▶ _Given entries_
......

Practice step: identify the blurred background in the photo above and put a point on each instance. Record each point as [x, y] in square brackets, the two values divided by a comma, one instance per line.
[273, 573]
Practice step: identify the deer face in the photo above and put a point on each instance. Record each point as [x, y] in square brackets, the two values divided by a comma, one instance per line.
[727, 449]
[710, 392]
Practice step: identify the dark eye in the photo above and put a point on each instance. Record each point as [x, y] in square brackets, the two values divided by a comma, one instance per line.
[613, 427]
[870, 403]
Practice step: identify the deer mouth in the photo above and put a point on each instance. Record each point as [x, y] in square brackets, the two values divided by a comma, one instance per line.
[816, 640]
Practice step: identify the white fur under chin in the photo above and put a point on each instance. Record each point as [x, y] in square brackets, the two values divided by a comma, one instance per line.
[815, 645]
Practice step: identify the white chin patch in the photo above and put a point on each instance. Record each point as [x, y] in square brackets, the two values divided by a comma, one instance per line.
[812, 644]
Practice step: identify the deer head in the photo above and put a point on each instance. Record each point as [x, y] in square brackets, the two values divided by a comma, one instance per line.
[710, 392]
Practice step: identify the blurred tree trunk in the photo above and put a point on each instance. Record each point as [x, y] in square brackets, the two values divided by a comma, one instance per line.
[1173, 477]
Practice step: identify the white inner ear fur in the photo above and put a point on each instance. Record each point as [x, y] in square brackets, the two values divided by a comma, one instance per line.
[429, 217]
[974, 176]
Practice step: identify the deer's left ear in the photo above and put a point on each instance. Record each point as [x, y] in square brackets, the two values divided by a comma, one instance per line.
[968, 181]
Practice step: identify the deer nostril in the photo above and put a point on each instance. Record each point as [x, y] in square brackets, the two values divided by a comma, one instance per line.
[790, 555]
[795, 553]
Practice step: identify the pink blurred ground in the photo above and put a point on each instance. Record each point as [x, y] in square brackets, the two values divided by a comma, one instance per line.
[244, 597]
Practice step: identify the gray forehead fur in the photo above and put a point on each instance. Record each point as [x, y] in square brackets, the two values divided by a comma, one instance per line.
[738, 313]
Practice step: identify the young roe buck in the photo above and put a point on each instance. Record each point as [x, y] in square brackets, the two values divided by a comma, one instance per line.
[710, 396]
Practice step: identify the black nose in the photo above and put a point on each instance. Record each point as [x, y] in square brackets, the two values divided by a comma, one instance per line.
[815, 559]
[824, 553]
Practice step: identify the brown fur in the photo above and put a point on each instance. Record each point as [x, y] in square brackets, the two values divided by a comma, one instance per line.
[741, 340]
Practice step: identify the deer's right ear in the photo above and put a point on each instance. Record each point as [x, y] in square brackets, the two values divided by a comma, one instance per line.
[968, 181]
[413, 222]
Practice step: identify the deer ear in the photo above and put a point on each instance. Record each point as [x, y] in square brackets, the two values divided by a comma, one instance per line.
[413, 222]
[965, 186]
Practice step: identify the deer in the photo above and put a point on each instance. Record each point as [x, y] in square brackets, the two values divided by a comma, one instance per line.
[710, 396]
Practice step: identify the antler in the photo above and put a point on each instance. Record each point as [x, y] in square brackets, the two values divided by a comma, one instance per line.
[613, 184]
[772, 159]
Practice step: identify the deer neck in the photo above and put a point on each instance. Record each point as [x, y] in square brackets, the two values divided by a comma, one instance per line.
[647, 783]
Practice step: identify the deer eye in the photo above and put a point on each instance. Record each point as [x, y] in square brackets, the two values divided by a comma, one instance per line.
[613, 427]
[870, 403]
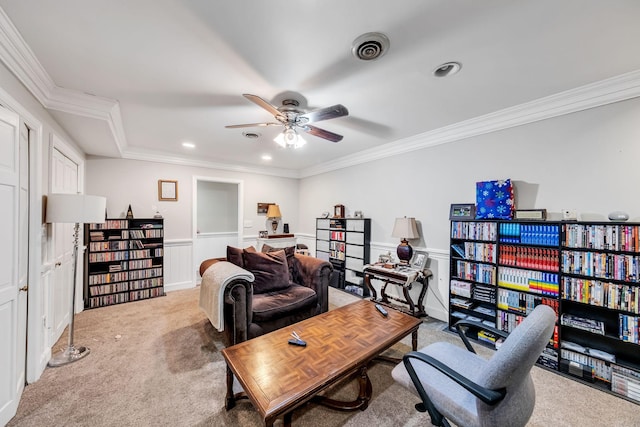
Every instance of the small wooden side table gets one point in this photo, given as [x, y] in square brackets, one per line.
[406, 278]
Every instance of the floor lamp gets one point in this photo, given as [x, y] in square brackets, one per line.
[75, 209]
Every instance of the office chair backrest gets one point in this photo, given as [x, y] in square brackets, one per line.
[510, 367]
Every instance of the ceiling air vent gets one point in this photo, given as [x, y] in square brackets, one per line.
[370, 46]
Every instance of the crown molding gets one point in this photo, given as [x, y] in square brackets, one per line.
[155, 156]
[615, 89]
[22, 62]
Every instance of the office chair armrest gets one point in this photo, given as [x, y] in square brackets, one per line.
[479, 325]
[488, 396]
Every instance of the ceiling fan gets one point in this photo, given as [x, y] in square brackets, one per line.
[293, 118]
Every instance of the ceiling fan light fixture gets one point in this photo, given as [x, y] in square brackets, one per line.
[447, 69]
[289, 139]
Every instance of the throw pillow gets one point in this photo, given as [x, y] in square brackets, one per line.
[270, 270]
[234, 255]
[291, 254]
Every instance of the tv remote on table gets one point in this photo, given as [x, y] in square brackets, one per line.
[381, 310]
[295, 341]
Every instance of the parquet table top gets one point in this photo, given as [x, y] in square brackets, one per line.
[278, 377]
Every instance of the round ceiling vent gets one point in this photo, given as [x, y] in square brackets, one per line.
[370, 46]
[447, 69]
[251, 135]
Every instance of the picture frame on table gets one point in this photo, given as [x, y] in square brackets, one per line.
[462, 211]
[419, 260]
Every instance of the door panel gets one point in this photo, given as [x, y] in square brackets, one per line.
[65, 180]
[10, 386]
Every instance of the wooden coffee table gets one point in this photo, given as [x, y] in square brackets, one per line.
[278, 377]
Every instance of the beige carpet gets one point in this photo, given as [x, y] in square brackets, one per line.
[158, 363]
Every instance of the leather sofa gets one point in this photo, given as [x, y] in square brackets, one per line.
[249, 312]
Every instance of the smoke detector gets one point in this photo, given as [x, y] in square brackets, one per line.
[370, 46]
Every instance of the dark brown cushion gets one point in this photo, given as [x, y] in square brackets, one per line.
[270, 270]
[291, 254]
[287, 304]
[234, 255]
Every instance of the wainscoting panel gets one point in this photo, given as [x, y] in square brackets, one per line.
[181, 271]
[178, 265]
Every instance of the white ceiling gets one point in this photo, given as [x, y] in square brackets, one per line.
[135, 79]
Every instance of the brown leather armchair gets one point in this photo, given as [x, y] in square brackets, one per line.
[248, 314]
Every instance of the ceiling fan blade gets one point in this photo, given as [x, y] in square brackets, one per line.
[251, 125]
[327, 113]
[262, 103]
[322, 133]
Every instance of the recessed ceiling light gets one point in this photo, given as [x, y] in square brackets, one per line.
[447, 69]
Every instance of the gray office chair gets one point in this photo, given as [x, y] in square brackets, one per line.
[468, 390]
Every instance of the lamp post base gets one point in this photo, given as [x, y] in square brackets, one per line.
[69, 355]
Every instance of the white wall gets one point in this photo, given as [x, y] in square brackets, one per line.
[217, 207]
[586, 160]
[134, 182]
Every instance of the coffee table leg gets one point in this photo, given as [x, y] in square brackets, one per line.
[287, 419]
[230, 399]
[362, 402]
[366, 389]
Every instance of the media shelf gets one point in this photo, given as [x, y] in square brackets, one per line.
[345, 243]
[473, 290]
[124, 261]
[589, 272]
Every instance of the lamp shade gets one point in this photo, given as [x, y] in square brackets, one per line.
[274, 211]
[405, 228]
[75, 208]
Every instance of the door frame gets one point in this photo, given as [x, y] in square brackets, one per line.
[35, 330]
[194, 213]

......

▶ _Prompt_
Nothing but the lines from the one containing "Every instance of the lamp shade" to the end of the material should be printed, each exactly as written.

▶ _Solution for this task_
Every instance of the lamp shade gets one point in this photo, given as [x, y] in square brackets, one per line.
[274, 211]
[405, 228]
[75, 208]
Every instance of the door frame gets one point in this photo, given as [x, y] in square brackets, one per line.
[35, 330]
[194, 213]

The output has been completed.